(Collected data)
━━━

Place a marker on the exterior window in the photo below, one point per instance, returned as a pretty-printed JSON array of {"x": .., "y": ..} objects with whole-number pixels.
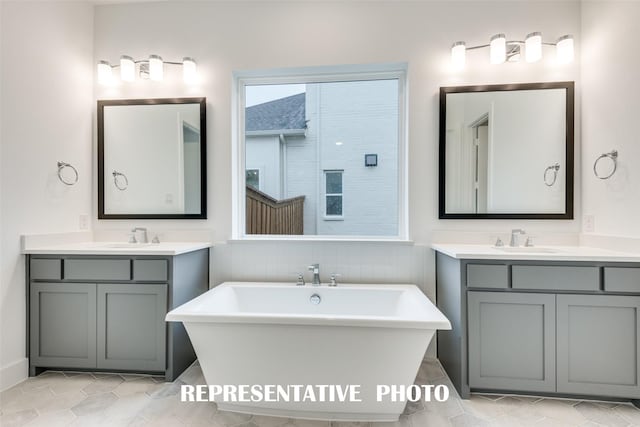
[
  {"x": 253, "y": 178},
  {"x": 333, "y": 193}
]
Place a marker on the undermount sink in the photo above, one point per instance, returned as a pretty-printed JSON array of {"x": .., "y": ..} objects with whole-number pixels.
[
  {"x": 526, "y": 250},
  {"x": 123, "y": 245}
]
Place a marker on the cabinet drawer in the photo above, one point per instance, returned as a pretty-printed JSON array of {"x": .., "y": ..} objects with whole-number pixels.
[
  {"x": 559, "y": 278},
  {"x": 45, "y": 269},
  {"x": 487, "y": 276},
  {"x": 622, "y": 279},
  {"x": 154, "y": 270},
  {"x": 97, "y": 269}
]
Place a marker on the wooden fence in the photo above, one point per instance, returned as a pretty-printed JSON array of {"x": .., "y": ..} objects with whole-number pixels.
[{"x": 266, "y": 215}]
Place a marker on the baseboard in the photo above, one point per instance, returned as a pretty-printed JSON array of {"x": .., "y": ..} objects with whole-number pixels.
[{"x": 14, "y": 373}]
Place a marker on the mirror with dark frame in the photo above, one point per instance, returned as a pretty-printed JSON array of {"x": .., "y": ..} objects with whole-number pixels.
[
  {"x": 506, "y": 151},
  {"x": 152, "y": 159}
]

━━━

• [Brief]
All that is needed is the data above, repeated exactly, without the pictures.

• [Task answer]
Place a marker on the exterior window in the photo below, one point per instance, returned as a pretty-printed JSON array of {"x": .., "y": ..} objects with whole-number pixels.
[
  {"x": 253, "y": 178},
  {"x": 333, "y": 193}
]
Place a marker on the undermount sink in the photo above, one point per instance, returned as a pretty-printed JSON array of {"x": .., "y": ..} objects with whole-number pixels.
[
  {"x": 526, "y": 250},
  {"x": 123, "y": 245}
]
Place a marker on the cabinet drawer in the photo above, one point per instance, returned as a pretty-printed JSON array of {"x": .., "y": ..} objects with whole-number pixels.
[
  {"x": 559, "y": 278},
  {"x": 45, "y": 269},
  {"x": 487, "y": 276},
  {"x": 622, "y": 279},
  {"x": 154, "y": 270},
  {"x": 97, "y": 269}
]
Place a marker on the wooden fence in the photo above, one point per instance, returned as a pretty-printed JSON array of {"x": .., "y": ..} objects with whole-number pixels.
[{"x": 266, "y": 215}]
Place a marker on the baseboard in the photo above, one point per instance, returned as a pretty-printed JSON array of {"x": .., "y": ..} objects with whole-number pixels.
[{"x": 14, "y": 373}]
Place a marker on the mirror with dark frame in the photo above, one point per instance, returned as a pretty-printed JSON array of {"x": .., "y": ..} objects with whole-number pixels.
[
  {"x": 506, "y": 151},
  {"x": 152, "y": 159}
]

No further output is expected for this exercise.